:: Your task ::
Exactly as given, write out the lines from the one containing "If you could point at the overcast" through the end of the listing, with both ends included and nothing else.
━━━ Data for this exercise
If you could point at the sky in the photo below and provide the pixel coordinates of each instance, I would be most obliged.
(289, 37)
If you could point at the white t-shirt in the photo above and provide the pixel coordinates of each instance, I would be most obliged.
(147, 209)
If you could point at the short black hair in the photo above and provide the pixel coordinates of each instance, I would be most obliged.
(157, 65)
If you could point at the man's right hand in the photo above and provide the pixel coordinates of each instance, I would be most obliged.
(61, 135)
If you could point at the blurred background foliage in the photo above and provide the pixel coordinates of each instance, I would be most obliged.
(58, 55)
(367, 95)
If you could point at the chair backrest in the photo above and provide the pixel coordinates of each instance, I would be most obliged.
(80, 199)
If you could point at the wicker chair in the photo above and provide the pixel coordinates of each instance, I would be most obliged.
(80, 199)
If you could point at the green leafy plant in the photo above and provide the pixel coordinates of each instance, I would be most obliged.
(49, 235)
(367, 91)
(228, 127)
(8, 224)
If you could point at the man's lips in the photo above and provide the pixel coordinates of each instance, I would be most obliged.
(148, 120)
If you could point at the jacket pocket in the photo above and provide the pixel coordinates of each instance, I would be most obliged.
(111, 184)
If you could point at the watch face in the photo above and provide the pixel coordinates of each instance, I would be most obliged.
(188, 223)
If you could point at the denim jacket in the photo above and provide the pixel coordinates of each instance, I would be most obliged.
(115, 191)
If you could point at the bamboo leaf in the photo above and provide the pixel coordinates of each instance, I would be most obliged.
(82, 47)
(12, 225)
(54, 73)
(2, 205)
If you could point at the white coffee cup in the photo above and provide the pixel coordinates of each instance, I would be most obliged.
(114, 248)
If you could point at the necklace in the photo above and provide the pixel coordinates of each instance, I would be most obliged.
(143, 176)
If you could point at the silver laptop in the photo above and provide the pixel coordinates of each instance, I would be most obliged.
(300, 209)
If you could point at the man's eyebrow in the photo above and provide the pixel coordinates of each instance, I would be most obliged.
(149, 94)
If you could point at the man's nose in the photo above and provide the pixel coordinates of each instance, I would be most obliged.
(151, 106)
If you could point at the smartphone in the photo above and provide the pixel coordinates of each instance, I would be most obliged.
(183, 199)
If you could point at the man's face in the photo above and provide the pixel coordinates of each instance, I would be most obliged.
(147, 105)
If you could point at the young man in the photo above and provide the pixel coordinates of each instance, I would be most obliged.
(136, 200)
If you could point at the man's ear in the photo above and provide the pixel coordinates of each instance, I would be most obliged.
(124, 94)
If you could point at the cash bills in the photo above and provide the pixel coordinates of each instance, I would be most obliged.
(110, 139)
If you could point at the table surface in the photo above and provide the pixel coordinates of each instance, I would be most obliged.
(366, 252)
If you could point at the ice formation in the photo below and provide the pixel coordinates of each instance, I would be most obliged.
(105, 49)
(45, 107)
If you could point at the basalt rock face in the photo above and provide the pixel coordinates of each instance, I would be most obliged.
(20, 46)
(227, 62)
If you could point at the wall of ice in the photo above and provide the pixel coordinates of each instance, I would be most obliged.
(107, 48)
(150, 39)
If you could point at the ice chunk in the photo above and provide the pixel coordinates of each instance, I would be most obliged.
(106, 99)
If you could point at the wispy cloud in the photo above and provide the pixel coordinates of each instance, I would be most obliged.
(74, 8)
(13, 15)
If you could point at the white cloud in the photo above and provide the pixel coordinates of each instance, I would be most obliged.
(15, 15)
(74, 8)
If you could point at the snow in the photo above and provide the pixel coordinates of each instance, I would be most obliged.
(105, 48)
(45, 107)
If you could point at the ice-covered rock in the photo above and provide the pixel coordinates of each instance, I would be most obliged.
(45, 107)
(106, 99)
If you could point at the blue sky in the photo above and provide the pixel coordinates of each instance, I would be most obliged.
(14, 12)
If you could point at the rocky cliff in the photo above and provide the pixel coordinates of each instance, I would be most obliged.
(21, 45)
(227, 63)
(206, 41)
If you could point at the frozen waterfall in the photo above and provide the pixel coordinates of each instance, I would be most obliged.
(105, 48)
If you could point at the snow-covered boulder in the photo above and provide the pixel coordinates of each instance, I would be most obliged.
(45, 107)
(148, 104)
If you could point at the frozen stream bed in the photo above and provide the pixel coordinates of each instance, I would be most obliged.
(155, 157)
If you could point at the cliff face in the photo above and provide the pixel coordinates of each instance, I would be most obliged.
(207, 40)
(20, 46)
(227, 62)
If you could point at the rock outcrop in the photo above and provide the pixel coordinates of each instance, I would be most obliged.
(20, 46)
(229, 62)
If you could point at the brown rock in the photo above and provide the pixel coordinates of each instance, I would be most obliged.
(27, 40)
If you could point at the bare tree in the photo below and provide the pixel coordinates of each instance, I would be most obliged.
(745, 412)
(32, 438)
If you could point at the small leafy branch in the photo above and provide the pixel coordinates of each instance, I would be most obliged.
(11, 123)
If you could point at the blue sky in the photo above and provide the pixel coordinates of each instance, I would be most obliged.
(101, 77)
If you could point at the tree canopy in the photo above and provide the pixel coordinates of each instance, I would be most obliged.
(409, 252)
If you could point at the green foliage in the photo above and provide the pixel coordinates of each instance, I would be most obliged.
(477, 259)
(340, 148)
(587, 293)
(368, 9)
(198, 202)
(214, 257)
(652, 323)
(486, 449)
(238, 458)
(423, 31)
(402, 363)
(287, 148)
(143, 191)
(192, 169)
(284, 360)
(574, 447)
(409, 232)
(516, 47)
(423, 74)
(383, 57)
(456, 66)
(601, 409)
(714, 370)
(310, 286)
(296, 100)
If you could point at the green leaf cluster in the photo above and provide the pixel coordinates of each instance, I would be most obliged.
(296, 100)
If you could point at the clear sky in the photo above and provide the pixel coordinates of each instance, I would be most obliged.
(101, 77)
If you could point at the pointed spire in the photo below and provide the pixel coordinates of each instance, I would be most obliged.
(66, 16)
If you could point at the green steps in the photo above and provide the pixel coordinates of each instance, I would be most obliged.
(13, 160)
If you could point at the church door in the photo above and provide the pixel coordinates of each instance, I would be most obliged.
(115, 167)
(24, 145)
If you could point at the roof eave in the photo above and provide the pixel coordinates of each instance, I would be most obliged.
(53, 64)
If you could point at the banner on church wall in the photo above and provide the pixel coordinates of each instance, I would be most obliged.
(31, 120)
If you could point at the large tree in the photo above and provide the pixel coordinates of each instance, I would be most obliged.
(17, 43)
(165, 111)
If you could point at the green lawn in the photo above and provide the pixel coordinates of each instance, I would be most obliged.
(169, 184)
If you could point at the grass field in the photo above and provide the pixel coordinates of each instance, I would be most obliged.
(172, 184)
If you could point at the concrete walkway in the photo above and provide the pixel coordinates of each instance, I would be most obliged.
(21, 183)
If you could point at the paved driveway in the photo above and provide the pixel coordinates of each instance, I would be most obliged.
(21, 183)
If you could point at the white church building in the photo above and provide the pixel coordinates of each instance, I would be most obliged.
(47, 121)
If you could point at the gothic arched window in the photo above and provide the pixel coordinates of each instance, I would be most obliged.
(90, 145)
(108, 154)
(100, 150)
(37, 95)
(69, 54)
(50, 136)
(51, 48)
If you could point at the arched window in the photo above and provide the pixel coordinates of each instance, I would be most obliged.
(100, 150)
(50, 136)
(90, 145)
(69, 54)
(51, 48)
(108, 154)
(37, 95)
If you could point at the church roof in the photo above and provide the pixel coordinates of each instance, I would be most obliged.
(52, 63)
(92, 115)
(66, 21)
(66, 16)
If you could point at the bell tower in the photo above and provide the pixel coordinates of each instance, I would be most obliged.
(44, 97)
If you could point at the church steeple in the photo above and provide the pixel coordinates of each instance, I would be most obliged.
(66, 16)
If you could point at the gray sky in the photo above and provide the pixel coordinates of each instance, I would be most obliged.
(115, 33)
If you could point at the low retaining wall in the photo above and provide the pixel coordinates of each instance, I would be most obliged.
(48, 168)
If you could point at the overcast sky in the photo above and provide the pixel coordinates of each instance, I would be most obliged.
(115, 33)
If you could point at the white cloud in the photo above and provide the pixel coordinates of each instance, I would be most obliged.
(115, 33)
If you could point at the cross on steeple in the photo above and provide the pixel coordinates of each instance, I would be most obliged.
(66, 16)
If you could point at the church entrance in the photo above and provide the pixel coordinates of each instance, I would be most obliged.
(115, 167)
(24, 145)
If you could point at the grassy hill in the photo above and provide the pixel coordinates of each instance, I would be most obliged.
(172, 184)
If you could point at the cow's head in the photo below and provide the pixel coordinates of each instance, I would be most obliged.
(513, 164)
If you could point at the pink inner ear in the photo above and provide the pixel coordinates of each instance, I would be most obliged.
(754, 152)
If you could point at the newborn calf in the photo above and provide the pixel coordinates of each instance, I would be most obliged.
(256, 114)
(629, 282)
━━━━━━
:: Exercise response ::
If you could point at the overcast sky in the photo above and provide the pixel coordinates of each instance, I would be most obliged.
(115, 33)
If you could point at the white cloud in the photo above and provide the pixel coordinates of each instance, I would be most obliged.
(115, 33)
If you could point at the cross on steeple in the photo above and provide the pixel coordinates of each instance, I would be most obliged.
(66, 16)
If you could point at the church entrance in the photo above and provide the pixel coordinates of each instance, I would be most obliged.
(115, 167)
(24, 145)
If you could point at the grassy hill in the photo above and provide the pixel coordinates of each instance, I would be most obliged.
(172, 184)
If you could point at the cow's head in the photo below and provide the pixel coordinates of each instance, I would be most obliged.
(513, 164)
If you could point at the pink inner ear in the photo above and provide the pixel coordinates of each instance, I would be most obliged.
(754, 152)
If you could point at the newborn calf in the photo above and provide the pixel coordinates of each instance, I would be most obliged.
(256, 114)
(629, 282)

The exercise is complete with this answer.